**WHAT IS REQUIRED**
Between the line containing "Target: wet drilling mud" and the line containing "the form (813,77)." lies a run of lines; give that run again exactly, with both of those lines, and nothing else from the entries below.

[Source records]

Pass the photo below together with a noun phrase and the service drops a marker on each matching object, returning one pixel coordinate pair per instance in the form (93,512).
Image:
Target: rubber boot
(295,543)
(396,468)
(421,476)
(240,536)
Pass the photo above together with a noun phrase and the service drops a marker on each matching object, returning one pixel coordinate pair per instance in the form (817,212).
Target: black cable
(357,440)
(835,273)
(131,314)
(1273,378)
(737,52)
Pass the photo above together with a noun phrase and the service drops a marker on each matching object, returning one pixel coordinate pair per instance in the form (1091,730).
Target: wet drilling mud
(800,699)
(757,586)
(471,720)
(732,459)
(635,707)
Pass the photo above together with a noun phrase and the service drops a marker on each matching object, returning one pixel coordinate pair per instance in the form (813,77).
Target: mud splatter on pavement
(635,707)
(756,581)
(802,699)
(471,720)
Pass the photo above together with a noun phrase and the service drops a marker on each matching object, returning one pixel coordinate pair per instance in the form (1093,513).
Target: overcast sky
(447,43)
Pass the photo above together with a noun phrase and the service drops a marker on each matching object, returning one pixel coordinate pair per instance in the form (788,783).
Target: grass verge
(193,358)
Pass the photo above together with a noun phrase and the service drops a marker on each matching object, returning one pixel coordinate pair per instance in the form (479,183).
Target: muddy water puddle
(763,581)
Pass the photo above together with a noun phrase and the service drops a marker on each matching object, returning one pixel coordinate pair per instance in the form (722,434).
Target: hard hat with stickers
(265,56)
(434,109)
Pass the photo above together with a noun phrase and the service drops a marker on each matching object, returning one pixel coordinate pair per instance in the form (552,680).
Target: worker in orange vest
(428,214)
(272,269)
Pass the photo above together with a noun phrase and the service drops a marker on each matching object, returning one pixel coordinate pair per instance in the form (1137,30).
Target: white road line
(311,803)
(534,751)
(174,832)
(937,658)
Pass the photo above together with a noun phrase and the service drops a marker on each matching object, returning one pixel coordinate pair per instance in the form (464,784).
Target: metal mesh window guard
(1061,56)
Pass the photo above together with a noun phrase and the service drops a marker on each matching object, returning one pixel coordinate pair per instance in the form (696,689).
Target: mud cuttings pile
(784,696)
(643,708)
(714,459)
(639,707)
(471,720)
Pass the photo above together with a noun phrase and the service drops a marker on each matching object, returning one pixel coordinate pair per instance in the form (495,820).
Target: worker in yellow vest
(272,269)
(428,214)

**YOUR SOLUTION**
Target: wet drilling mud
(800,699)
(757,586)
(471,720)
(732,459)
(635,707)
Pass the photo above together with a noun phrase and the service drops a marker on each matching object, returning one pixel coordinate pair per instance in the form (813,77).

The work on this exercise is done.